• What to do
Output nothing but the lines from the line with "point: child's hand" through the end of the listing below, both ends included.

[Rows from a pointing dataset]
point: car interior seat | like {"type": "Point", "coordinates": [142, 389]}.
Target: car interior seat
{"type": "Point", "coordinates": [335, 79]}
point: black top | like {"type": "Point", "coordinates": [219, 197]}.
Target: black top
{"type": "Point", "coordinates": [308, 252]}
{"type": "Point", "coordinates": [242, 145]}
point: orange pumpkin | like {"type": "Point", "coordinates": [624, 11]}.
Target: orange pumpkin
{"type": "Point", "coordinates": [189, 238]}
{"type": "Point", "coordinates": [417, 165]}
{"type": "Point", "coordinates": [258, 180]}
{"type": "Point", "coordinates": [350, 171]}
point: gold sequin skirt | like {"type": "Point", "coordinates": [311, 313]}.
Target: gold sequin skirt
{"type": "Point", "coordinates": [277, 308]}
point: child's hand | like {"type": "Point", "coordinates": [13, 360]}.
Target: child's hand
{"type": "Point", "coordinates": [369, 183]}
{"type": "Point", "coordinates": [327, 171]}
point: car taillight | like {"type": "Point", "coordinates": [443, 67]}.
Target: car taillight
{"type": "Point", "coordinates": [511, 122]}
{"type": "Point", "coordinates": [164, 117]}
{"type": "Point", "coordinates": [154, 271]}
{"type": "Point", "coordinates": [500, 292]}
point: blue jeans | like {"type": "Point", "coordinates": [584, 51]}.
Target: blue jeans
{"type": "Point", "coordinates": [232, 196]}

• Full solution
point: child's hand | like {"type": "Point", "coordinates": [13, 360]}.
Target: child's hand
{"type": "Point", "coordinates": [369, 183]}
{"type": "Point", "coordinates": [327, 171]}
point: car taillight | like {"type": "Point", "coordinates": [443, 67]}.
Target: car taillight
{"type": "Point", "coordinates": [511, 122]}
{"type": "Point", "coordinates": [164, 117]}
{"type": "Point", "coordinates": [154, 271]}
{"type": "Point", "coordinates": [500, 292]}
point: blue jeans | like {"type": "Point", "coordinates": [584, 51]}.
Target: blue jeans
{"type": "Point", "coordinates": [232, 196]}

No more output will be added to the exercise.